__SET EXERCISE__:
Using the Kubernetes text, answer yes or no for whether each statement agrees with it, and quote the exact words of the text that decide it. (a) In a containerized environment as originally designed, each container's host is the hypervisor. (b) In the containerization realm, the library that software is borrowed from is called a registry. (c) Kubernetes is an operating system that has been scaled up.

This is not to say Kubernetes is an operating system that’s scaled up. The OS still plays the role of marshaling the execution of each program. And in a containerized environment (at least, its native environment as it was originally designed) each container’s host is not the hypervisor, as it is with vSphere or KVM, but rather the OS.
In one respect, though, what an operating system is to a single computer, an orchestrator is to a cluster of servers: It oversees the execution of software in a system whose infrastructure resources — its processing power, memory, storage, and networking facilities — have all been merged. Kubernetes settled the matter of which orchestrator the data center would prefer, in an extremely brief period, like the allied troops who liberated Kuwait. Like Operation Desert Shield, Kubernetes had a simple strategy that was swiftly executed.
WHERE DOES ALL THE SOFTWARE GO?
In the modern data center, software does not need to be “installed” on a computer. Rather, it’s more like a book that’s borrowed from a library, only one that is capable of publishing the book before it’s loaned out. In the containerization realm, this library is called a registry. Open-source packages loaned from a registry come in fully assembled containers. The act of making an application or service available via a registry for introduction into a Kubernetes-managed environment is called deployment. So when we talk about “deploying workloads,” we’re referring to the act of preparing software for delivery to a server cluster, where it is managed and orchestrated.
Kubernetes is built to retrieve workload packages from registries, queue them for deployment in the system, manage their distribution among the clusters they oversee and govern their access to resources made available through these clusters.
WHY IS CONTAINERIZATION SO IMPORTANT IF IT CAN HAVE SUCH A LOUSY NAME?

__RECORDS SHOWN__:
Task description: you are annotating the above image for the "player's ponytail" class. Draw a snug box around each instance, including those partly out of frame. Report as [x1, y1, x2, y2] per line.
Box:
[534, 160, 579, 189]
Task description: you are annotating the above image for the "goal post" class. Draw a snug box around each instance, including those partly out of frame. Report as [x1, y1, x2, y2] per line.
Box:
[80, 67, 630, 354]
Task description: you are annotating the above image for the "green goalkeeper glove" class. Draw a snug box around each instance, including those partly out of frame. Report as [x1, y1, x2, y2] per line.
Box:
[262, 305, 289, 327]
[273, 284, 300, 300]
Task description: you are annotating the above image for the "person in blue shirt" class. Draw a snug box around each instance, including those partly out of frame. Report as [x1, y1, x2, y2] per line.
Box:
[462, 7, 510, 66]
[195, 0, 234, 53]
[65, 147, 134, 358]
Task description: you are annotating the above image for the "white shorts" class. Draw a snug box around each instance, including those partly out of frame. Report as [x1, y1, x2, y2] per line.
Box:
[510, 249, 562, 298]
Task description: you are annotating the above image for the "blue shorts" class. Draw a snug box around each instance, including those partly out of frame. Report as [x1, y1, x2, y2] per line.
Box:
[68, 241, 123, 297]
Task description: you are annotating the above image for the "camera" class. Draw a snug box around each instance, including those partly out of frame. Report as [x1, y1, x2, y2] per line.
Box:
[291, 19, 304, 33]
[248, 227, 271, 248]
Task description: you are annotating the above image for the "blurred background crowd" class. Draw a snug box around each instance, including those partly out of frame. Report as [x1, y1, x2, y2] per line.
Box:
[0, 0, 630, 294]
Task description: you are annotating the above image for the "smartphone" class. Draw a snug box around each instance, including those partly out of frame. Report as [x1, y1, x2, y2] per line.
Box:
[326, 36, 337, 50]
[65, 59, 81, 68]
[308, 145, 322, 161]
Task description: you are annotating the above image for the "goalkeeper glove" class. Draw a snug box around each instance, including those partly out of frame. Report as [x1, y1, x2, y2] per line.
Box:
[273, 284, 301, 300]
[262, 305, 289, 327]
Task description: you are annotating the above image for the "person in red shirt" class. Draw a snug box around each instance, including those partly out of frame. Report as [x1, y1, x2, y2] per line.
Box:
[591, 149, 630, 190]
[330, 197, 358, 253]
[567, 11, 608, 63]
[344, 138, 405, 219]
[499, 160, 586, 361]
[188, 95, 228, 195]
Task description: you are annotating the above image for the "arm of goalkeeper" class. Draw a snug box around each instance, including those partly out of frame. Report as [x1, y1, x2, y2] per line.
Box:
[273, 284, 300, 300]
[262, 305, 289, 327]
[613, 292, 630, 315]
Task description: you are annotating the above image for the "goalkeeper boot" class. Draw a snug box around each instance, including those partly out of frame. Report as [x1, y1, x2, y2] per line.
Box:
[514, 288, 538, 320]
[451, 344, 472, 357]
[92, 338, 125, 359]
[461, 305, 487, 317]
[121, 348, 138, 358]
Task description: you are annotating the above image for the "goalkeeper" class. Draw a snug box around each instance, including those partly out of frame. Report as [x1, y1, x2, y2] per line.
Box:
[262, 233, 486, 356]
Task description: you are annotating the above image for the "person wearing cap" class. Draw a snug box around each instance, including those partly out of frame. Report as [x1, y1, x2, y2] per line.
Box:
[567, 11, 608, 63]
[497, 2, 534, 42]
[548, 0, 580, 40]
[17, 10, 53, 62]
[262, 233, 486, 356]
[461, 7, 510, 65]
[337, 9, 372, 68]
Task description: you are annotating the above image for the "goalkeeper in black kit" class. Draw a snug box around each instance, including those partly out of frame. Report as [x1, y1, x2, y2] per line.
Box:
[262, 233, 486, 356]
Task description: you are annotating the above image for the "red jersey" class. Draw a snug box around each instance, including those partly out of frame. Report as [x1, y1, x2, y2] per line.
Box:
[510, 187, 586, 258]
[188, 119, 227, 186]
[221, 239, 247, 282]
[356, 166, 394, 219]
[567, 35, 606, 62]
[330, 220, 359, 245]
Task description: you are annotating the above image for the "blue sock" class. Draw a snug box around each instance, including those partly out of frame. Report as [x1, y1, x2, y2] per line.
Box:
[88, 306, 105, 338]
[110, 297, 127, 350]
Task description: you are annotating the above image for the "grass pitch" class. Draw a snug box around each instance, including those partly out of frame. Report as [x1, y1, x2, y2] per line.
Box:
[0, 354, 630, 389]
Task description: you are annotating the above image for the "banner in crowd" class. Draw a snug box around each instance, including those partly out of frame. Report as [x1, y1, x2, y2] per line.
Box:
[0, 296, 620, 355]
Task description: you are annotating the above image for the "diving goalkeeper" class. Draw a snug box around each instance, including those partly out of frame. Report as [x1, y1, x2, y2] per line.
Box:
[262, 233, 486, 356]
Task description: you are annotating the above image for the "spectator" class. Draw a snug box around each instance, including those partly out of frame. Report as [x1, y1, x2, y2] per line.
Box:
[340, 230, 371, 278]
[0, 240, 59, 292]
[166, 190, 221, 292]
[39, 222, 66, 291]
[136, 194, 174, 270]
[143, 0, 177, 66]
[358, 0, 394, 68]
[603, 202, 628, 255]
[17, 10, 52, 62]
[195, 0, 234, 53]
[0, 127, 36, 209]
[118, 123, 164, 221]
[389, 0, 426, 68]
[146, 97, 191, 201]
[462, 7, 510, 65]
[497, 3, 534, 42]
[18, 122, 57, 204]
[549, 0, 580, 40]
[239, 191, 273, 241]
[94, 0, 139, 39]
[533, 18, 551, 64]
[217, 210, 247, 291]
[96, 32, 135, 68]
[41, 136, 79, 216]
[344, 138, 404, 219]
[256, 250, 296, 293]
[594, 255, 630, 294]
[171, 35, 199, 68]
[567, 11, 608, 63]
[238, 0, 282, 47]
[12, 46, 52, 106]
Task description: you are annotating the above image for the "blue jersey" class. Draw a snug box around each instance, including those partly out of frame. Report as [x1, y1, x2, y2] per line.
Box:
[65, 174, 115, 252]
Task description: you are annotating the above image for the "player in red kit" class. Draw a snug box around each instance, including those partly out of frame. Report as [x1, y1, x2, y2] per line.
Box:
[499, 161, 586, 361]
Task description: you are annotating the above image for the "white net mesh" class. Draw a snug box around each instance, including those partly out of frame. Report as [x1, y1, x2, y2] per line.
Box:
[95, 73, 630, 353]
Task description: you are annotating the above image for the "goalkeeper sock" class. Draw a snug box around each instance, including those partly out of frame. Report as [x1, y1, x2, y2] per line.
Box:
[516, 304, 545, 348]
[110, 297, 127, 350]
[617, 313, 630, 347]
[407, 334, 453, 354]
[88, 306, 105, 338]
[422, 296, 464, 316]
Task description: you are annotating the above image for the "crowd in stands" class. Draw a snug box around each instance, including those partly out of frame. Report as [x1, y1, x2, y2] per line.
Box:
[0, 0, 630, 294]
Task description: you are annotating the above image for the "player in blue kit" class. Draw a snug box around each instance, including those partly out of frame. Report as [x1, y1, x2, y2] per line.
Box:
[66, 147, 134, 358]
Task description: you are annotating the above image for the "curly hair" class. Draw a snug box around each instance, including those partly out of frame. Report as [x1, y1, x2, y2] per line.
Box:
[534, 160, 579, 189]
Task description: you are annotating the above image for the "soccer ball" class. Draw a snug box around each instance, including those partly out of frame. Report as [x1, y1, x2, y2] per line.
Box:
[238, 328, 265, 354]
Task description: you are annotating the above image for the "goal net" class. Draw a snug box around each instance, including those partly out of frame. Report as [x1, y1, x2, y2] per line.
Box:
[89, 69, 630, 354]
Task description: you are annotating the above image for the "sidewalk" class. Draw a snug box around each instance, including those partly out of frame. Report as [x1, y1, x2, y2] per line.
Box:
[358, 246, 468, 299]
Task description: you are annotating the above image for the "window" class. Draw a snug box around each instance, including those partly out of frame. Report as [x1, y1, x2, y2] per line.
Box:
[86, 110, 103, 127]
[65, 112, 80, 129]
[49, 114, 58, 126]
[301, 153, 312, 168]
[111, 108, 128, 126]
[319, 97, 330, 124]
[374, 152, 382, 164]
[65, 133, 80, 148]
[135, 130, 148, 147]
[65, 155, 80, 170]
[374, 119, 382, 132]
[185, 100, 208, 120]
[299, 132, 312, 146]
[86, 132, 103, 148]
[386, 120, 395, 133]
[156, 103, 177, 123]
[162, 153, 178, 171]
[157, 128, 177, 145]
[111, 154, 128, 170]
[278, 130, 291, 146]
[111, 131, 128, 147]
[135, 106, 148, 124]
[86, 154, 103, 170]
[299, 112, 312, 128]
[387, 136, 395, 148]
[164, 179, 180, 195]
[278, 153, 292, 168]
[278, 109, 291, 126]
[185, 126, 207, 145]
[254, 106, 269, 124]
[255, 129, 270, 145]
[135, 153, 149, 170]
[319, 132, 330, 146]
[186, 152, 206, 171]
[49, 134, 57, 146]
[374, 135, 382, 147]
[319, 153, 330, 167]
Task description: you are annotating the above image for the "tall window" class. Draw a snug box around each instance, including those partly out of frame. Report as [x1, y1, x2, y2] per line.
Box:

__TASK RESULT__:
(a) No: "each container’s host is not the hypervisor, as it is with vSphere or KVM, but rather the OS."
(b) Yes: "In the containerization realm, this library is called a registry."
(c) No: "This is not to say Kubernetes is an operating system that’s scaled up."